EXERCISE INSTRUCTIONS → Using the entries below, output exactly the line containing "[point] every instance of the brick" and all lines that follow it to the end.

____ LISTED ENTRIES

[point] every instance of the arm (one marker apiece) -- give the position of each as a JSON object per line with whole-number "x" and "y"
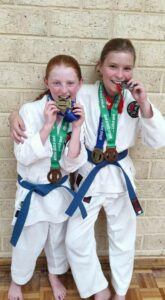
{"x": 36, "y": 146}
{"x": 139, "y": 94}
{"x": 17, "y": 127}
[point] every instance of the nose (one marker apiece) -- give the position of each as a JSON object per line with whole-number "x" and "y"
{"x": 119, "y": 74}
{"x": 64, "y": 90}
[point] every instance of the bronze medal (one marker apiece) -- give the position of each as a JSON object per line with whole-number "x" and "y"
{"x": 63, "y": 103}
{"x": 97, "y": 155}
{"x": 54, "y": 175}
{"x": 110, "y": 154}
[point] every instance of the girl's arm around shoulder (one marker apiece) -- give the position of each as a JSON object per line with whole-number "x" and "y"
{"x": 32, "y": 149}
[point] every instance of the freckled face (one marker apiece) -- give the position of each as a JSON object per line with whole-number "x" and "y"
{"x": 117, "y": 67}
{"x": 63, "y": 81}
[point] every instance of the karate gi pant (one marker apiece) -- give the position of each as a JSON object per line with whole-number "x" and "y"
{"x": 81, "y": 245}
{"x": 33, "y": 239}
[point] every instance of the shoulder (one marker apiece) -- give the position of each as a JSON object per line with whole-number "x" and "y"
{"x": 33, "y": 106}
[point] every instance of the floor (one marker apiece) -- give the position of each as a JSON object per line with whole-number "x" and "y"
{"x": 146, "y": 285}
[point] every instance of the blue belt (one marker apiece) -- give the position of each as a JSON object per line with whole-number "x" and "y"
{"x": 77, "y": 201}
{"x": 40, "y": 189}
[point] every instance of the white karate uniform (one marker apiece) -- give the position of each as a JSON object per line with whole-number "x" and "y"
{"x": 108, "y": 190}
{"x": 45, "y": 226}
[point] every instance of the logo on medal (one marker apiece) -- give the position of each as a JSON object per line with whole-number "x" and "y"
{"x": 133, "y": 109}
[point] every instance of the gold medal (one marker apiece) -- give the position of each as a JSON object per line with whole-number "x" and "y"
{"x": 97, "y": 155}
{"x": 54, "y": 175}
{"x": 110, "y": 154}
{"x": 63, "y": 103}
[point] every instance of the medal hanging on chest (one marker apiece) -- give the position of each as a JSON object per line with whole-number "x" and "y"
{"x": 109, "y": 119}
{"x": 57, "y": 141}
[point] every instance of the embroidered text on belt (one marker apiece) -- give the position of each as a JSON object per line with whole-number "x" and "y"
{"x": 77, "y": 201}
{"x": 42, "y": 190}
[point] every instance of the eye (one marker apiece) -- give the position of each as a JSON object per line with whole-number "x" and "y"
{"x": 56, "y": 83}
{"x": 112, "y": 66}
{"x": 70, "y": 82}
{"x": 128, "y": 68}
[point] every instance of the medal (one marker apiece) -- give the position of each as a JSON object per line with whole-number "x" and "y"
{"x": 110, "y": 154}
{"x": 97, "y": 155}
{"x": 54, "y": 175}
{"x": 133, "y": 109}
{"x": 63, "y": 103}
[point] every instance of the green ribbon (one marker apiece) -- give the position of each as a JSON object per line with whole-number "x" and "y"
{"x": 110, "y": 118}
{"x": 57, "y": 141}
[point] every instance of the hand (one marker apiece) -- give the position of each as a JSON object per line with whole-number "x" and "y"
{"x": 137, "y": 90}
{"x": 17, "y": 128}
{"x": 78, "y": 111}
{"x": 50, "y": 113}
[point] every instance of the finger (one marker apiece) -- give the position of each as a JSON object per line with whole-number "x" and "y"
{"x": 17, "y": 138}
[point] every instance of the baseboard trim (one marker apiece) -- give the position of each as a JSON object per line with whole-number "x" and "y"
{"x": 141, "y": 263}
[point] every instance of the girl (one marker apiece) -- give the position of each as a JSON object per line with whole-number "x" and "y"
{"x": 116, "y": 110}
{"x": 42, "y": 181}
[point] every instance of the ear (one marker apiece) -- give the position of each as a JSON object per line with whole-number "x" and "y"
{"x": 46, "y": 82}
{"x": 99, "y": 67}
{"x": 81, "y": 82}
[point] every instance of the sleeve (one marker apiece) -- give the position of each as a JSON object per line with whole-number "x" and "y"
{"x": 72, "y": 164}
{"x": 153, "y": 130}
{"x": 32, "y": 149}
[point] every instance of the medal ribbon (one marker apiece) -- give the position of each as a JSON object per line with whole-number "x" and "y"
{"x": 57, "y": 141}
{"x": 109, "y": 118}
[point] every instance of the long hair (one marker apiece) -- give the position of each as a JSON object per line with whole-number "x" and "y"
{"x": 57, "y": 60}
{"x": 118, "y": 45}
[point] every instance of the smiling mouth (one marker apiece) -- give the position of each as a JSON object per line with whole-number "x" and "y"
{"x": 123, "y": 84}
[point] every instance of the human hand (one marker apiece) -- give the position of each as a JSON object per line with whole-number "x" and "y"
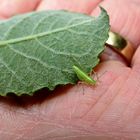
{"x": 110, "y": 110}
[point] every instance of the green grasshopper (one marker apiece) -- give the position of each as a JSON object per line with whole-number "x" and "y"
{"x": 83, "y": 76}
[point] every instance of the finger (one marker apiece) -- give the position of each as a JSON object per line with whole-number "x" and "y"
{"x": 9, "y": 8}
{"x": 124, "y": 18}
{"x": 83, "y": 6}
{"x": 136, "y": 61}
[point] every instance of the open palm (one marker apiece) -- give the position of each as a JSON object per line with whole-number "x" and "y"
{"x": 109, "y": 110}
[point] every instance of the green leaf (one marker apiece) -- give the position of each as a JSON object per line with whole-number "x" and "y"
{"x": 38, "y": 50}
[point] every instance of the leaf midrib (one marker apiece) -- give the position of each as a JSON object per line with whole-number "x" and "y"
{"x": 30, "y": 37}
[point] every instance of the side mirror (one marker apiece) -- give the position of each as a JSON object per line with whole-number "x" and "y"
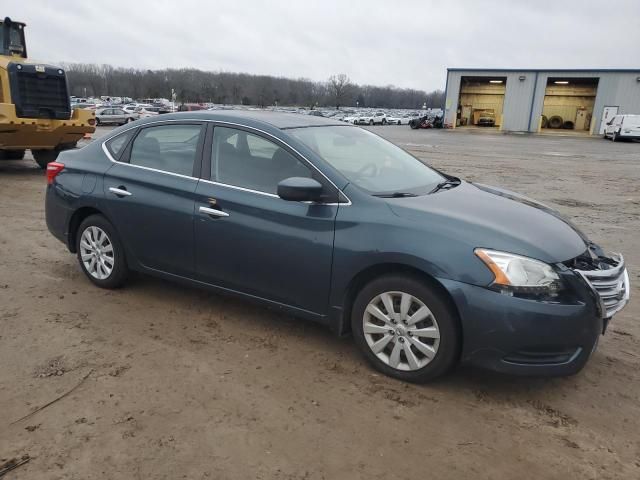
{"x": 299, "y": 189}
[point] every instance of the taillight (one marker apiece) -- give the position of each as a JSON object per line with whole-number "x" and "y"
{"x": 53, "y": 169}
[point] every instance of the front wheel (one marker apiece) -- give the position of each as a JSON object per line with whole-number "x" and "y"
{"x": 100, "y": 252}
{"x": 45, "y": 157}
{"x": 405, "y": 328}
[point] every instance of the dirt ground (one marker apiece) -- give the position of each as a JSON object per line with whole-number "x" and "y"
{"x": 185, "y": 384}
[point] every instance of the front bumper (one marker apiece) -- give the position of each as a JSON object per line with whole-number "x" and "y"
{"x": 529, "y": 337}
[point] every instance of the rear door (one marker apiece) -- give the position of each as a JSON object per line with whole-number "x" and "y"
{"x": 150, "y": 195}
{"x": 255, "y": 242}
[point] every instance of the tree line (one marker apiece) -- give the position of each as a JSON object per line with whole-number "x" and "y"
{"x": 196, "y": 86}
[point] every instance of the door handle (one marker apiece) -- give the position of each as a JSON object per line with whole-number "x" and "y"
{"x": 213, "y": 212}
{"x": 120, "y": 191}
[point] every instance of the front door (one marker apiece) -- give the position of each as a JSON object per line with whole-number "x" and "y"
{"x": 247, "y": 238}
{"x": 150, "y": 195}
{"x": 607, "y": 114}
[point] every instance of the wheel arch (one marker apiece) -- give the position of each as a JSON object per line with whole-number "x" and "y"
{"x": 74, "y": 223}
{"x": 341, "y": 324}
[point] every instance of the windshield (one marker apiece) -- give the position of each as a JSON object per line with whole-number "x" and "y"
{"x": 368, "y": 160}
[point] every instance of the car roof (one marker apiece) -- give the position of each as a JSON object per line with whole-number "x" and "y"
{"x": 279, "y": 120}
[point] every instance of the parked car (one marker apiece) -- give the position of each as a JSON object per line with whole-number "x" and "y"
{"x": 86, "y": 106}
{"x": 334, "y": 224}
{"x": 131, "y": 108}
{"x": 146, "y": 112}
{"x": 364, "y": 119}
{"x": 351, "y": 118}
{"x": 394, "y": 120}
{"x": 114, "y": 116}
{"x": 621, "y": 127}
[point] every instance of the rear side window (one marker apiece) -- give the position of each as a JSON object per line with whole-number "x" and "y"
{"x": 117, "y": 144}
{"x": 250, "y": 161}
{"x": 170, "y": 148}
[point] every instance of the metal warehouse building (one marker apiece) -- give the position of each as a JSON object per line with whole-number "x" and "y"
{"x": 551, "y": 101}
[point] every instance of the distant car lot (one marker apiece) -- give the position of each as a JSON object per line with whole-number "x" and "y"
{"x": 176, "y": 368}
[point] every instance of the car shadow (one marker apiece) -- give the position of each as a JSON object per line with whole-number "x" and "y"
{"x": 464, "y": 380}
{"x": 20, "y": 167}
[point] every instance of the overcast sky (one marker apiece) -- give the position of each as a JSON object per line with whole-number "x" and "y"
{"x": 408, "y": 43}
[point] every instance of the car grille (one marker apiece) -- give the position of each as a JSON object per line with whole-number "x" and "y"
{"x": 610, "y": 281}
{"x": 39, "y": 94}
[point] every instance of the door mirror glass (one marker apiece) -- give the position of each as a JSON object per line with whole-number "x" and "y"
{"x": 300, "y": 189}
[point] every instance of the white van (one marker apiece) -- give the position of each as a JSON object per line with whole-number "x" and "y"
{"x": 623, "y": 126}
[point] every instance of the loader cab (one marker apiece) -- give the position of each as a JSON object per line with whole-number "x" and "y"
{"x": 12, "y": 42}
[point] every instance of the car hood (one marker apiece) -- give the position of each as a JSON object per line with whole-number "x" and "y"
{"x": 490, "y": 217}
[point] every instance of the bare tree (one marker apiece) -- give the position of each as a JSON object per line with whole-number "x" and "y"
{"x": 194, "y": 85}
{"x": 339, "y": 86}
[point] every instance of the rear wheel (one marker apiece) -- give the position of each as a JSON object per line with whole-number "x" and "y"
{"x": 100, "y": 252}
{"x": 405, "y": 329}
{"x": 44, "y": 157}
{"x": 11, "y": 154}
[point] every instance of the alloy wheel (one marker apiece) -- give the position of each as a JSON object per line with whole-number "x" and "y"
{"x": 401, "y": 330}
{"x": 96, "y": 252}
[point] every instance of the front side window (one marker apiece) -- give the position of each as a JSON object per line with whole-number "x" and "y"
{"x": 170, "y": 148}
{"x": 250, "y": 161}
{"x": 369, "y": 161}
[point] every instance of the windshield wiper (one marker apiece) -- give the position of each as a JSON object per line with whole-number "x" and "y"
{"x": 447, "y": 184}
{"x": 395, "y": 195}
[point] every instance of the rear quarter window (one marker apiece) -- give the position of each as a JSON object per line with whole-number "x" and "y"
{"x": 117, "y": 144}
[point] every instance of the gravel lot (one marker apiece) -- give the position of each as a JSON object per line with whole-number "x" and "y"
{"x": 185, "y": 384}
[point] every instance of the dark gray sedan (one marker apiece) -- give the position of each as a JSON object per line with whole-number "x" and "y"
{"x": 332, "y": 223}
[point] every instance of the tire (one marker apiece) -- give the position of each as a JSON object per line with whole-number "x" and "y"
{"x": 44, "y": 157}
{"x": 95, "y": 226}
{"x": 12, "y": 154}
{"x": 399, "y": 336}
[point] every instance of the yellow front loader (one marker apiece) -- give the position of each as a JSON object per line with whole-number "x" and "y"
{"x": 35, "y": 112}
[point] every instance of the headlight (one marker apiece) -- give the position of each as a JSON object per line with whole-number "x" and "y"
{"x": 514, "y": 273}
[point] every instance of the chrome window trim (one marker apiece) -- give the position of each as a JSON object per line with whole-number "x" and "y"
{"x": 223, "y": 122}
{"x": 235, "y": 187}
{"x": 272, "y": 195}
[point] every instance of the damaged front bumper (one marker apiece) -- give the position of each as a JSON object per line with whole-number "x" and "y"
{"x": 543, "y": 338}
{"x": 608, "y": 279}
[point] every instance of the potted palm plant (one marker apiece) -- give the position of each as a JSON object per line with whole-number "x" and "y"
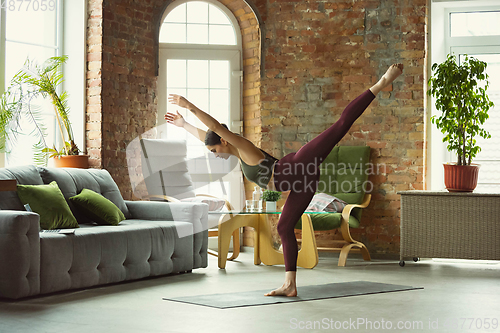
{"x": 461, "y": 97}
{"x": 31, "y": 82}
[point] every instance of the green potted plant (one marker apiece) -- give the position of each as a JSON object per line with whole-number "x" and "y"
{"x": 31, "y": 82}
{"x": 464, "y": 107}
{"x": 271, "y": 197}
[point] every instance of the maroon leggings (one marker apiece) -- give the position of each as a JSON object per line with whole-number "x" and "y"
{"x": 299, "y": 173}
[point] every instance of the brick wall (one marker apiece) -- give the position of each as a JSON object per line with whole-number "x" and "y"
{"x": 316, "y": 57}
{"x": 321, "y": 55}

________

REPLY TO THE TASK →
[point] every instance of the brick wall (one marker apiece) -- give the position of each as a JSON object per line with whole-number "x" and "y"
{"x": 316, "y": 57}
{"x": 321, "y": 55}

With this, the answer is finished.